__Tarea planteada 1__
Indica todos los nombres de usuario que publican mensajes en el hilo del foro sobre abrir dos libros con el mismo nombre. No repitas ninguno.
__Tarea planteada 2__
Reescribe de forma más breve el párrafo del hilo del foro sobre abrir dos libros con el mismo nombre que empieza «Solo querría decirle que leí su pregunta». Conserva sus datos principales.
:: Texto de lectura
# Abrir dos libros con el mismo nombre



## rguez (Jul 7, 2004)

Mis saludos correligionarios de excel   

Como todos sabemos, en excel, si tenemos un libro abierto con un nombre determinado y tratamos de abrir otros (en otro directorio) que tenga el mismo nombre, excel nos indicarà que no puede hacerlo y que debes cerrar el primero.

La pregunta es directa: puedo inhibir esto ?
La idea la explico con un ejemplo:

Supongamos tenemos abierto el libro llamado "Libro 1"
entonces el usuario intenta abrir otro libro del mismo nombre
y automàticamente lo carga cambiàndole el nombre a "Libro 2".
La idea es que esto ocurra sin dublicar el archivo libro1.xls

Los archivos serìan de readonly (sòlo lectura).

Tengo la sensaciòn que algo podrìa hacerse con las funcionalidades
de sharing pero no las conozco bien   

¿Alguna idea?


----------



## Greg Truby (Jul 12, 2004)

Solo querría decirle que leí su pregunta y investigué unas ideas y no topé con éxito.  Probé usar un ClassModule con una copía del objeto Application (withEvents) y no encontré un evento que ejecuta antes de que Excel le da ese mensaje indicando que uno no puede abrir el segundo archivo debido al nombre.  Así que no veo como interrumpir el proceso y cambiar el nombre de uno de los archivos y seguir con el proceso de abrir tal archivo.  Si existe una solución, no la pude encontrar.

Buena suerte,


----------



## Juan Pablo González (Jul 12, 2004)

Depronto se podría modificar el comando "Abrir", usando Application.GetOpenFilename, y revisar si alguno de los libros abiertos tiene el mismo nombre, pero para abrir el "nuevo" libro tocaría hacer una copia o algo para que Excel los viera como libros diferentes.


----------



## Greg Truby (Jul 12, 2004)

Hola Juan Pablo,

Para asegurar que estoy entendiendole bien - Ud. está hablando de cambiar el comando de "abrir" en el Command Menu (y tal vez también en el Standard toolbar y tener que sobre-escribir Ctrl+O).  ¿A ésto refiere?

Saludos,


----------



## Juan Pablo González (Jul 12, 2004)

Si, a eso me refiero...


----------



## Hawk1979 (Aug 17, 2004)

I find this code:


Sub Crear_Excel()
Dim ObjExcel As Application
Dim ObjLibro As Workbook
Set ObjExcel = CreateObject("Excel.Application") 'Crea la Instancia de Excel
ObjExcel.Visible = True
'Set ObjLibro = ObjExcel.Workbooks.Add 'Crea un nuevo libro
Set ObjLibro = ObjExcel.Workbooks.Open("C:\Ruta\Archivo.Xls") 'Abre un archivo existente


'ObjLibro.Save 'o ObjLibro.SaveAs "C:\Ruta\Archivo.Xls"
::::
:: Entradas extraídas
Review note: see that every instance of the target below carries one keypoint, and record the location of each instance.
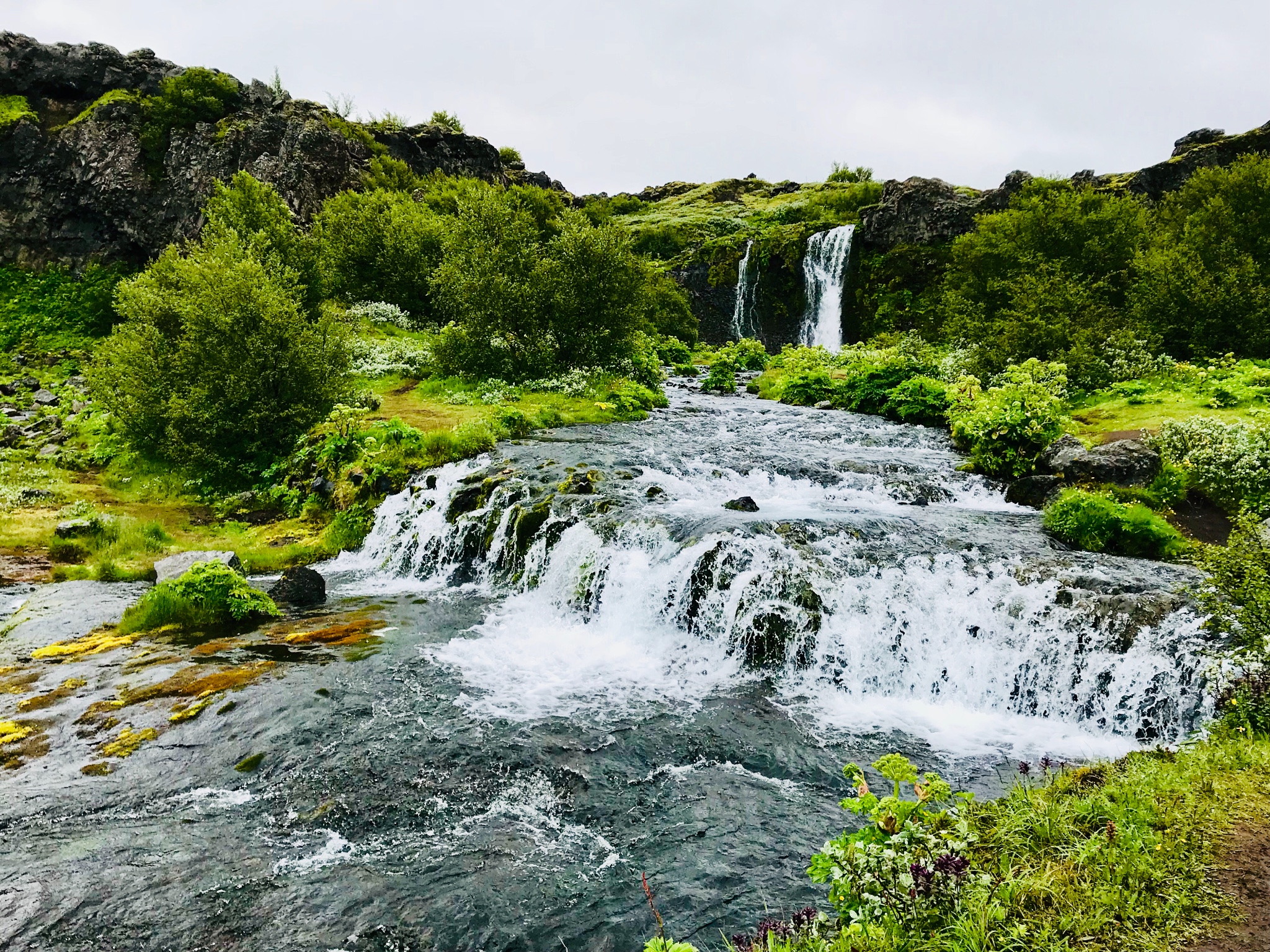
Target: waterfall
(747, 291)
(824, 275)
(951, 620)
::::
__Solución propuesta 1__
rguez, Greg Truby, Juan Pablo González, Hawk1979

__Solución propuesta 2__
Investigó la pregunta sin éxito. Probó un ClassModule con una copia del objeto Application (withEvents), pero no encontró ningún evento que se ejecute antes de que Excel avise que no puede abrir el segundo archivo por tener el mismo nombre. Por eso no ve cómo interrumpir el proceso, cambiar el nombre de uno de los archivos y continuar con la apertura. Si existe una solución, no la encontró.